Your goal: Extract every entry word for word. Skip the pictures.

[Start of Attachment]

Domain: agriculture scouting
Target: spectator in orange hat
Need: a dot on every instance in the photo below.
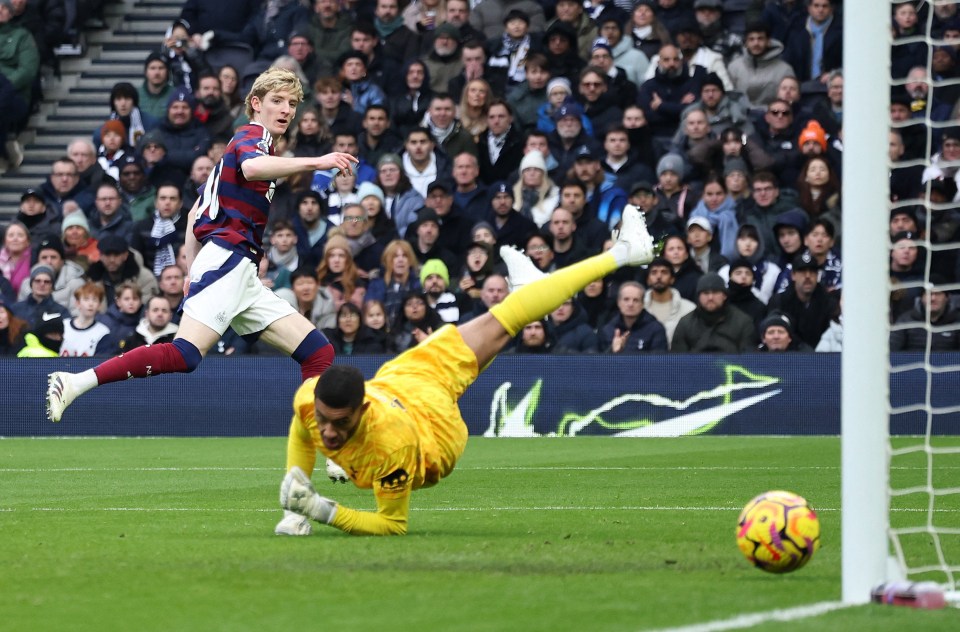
(812, 140)
(113, 146)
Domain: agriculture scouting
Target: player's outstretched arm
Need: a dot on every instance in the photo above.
(273, 167)
(298, 495)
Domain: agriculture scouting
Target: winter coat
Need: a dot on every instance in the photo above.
(646, 334)
(666, 119)
(723, 219)
(631, 60)
(726, 331)
(184, 143)
(574, 335)
(812, 317)
(130, 271)
(19, 59)
(679, 307)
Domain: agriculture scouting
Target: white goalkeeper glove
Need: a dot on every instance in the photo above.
(336, 473)
(298, 495)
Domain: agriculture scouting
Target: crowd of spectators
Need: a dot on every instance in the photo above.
(523, 123)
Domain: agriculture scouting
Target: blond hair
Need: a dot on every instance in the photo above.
(274, 80)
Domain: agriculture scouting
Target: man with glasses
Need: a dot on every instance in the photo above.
(39, 307)
(355, 226)
(599, 106)
(765, 204)
(758, 73)
(779, 134)
(137, 193)
(111, 217)
(64, 184)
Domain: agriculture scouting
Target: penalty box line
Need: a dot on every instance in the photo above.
(443, 509)
(749, 620)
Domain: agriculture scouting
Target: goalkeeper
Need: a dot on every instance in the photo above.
(402, 430)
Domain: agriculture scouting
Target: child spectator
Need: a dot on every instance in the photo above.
(719, 209)
(83, 333)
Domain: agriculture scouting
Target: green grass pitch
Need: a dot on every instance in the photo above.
(527, 534)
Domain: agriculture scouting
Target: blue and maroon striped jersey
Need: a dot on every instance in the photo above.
(233, 210)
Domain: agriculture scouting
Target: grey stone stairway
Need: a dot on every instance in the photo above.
(77, 103)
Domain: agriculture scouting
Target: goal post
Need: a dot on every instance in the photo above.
(865, 359)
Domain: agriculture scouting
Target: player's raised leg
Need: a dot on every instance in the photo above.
(534, 297)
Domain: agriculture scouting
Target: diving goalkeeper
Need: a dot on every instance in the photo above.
(402, 430)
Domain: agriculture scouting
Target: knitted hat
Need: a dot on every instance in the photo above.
(742, 262)
(702, 222)
(804, 261)
(778, 319)
(112, 245)
(390, 159)
(711, 282)
(671, 162)
(600, 42)
(51, 243)
(366, 189)
(500, 187)
(448, 30)
(516, 14)
(478, 226)
(182, 95)
(31, 192)
(76, 218)
(115, 126)
(813, 131)
(559, 82)
(153, 137)
(735, 164)
(352, 54)
(713, 79)
(533, 160)
(41, 268)
(434, 266)
(570, 108)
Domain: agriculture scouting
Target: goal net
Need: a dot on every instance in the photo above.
(901, 389)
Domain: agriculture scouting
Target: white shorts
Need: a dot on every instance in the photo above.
(225, 291)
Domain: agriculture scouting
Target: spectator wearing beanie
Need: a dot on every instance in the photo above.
(758, 72)
(155, 90)
(39, 307)
(776, 334)
(714, 326)
(740, 290)
(78, 243)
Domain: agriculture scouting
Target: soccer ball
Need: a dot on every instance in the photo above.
(778, 532)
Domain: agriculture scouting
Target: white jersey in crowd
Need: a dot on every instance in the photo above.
(81, 343)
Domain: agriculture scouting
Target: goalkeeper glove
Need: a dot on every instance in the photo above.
(298, 495)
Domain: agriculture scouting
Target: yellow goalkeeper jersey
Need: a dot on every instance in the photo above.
(410, 436)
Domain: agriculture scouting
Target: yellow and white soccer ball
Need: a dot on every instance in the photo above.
(778, 531)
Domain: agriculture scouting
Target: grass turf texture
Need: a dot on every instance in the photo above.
(529, 534)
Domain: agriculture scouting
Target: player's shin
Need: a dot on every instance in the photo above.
(178, 356)
(536, 300)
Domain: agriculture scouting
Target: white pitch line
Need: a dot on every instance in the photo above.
(459, 509)
(749, 620)
(519, 468)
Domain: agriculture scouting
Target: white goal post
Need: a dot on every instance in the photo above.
(866, 249)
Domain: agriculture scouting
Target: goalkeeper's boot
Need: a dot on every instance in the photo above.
(520, 269)
(633, 233)
(60, 393)
(336, 473)
(293, 524)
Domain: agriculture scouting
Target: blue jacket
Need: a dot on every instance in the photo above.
(609, 203)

[End of Attachment]

Expected answer:
Domain: agriculture scouting
Target: spectator in orange hat
Need: a dot on every instance in the photo below.
(812, 140)
(113, 146)
Domain: agriculture scouting
Target: player's outstretched arm
Need: a dot on every instance in the photo above.
(273, 167)
(298, 495)
Domain: agriculture scouting
Target: winter coat
Need: a dot on every instance in the photo above.
(646, 334)
(666, 119)
(723, 219)
(631, 60)
(726, 331)
(184, 143)
(574, 335)
(812, 317)
(130, 271)
(19, 59)
(679, 307)
Domain: agriculture scouting
Target: white goalkeeper glove
Need: a dot on every instance in the photo above.
(336, 473)
(298, 495)
Domain: agriculture scouting
Target: crowd of spectators
Need: a dot on every instance in the photo above.
(523, 123)
Domain: agriculture scouting
Target: blond hair
Need: a dot on every instance in the photo above.
(274, 80)
Domain: agriculture scouting
Target: man with glasses
Need: a dot on every instance in the photo above.
(39, 307)
(355, 226)
(599, 106)
(765, 204)
(758, 73)
(779, 134)
(137, 193)
(111, 217)
(64, 184)
Domain: agriculture scouting
Target: penalty box line
Need: a dot on every instance in the photo above.
(443, 509)
(749, 620)
Domain: agriculture scouting
Target: goalkeeper
Need: a dot on every instance in the photo above.
(402, 430)
Domain: agriculture scouting
Target: child spectator
Need: a dot on every instance in the photo above.
(719, 209)
(83, 333)
Domain: agriculture scouting
Target: green grass pitch
Need: a dot on every instance in the photo above.
(527, 534)
Domain: agriculture scouting
Target: blue and maroon striped jersey
Need: a dot on every instance in the photo above.
(233, 210)
Domain: agriculture scouting
Target: grey stone stairway
Need: a dot on every instance in the photo above.
(77, 103)
Domain: agriculture scouting
Target: goal post
Need: a dot on every instance in the photo above.
(865, 359)
Domain: agriculture scouting
Target: player's raised leg
Need: a dot on every instance in the photo above.
(534, 297)
Domain: agriculture scouting
Target: diving goalkeeper
Need: a dot on every instance in the photo above.
(402, 430)
Domain: agriculture scouting
Target: knitted hat
Need: a dot on every instance in the photo above.
(742, 262)
(702, 222)
(804, 261)
(778, 319)
(112, 245)
(390, 159)
(711, 282)
(671, 162)
(600, 42)
(51, 243)
(366, 189)
(500, 187)
(448, 30)
(516, 14)
(478, 226)
(182, 95)
(31, 192)
(76, 218)
(115, 126)
(813, 131)
(559, 82)
(153, 137)
(735, 164)
(352, 54)
(713, 79)
(533, 160)
(41, 268)
(434, 266)
(570, 108)
Domain: agriculture scouting
Target: goal net
Need: a dot on every instance in the photo above.
(901, 389)
Domain: agriculture scouting
Target: white shorts
Need: a dot on every instance in the photo above.
(225, 291)
Domain: agriculture scouting
Target: spectator wearing beanie
Need: a dot on every instance in the photo above.
(758, 72)
(155, 90)
(39, 307)
(776, 334)
(714, 326)
(740, 290)
(78, 243)
Domain: agriculture scouting
Target: soccer ball
Need: a dot on every instance in the photo above.
(778, 532)
Domain: agriculture scouting
Target: white jersey in crowd
Need: a dot on every instance in the photo above.
(81, 343)
Domain: agriculture scouting
Target: goalkeeper glove
Need: a dot on every instance in the photo above.
(298, 495)
Domain: agriculture scouting
Target: yellow goalkeeper jersey
Need: a dot on every instance in the photo above.
(410, 436)
Domain: agriculture scouting
Target: yellow and white soccer ball
Need: a dot on every instance in the photo above.
(778, 531)
Domain: agriculture scouting
Target: grass turf texture
Need: a dot on every instance in the photo above.
(529, 534)
Domain: agriculture scouting
Target: player's shin
Need: a dot on every instance in the photo above.
(178, 356)
(536, 300)
Domain: agriculture scouting
Target: white pitch line
Need: a dot on every instance in the photo above.
(459, 509)
(749, 620)
(519, 468)
Domain: agriculture scouting
Target: white goal post
Need: a dot on every instance in the photo above.
(866, 249)
Domain: agriculture scouting
Target: goalkeeper's boot
Need: a dot on every instance in the photo above.
(520, 269)
(633, 233)
(60, 393)
(336, 473)
(293, 524)
Domain: agriculture scouting
Target: blue jacket
Need: a dot on every instance in the photo above.
(609, 203)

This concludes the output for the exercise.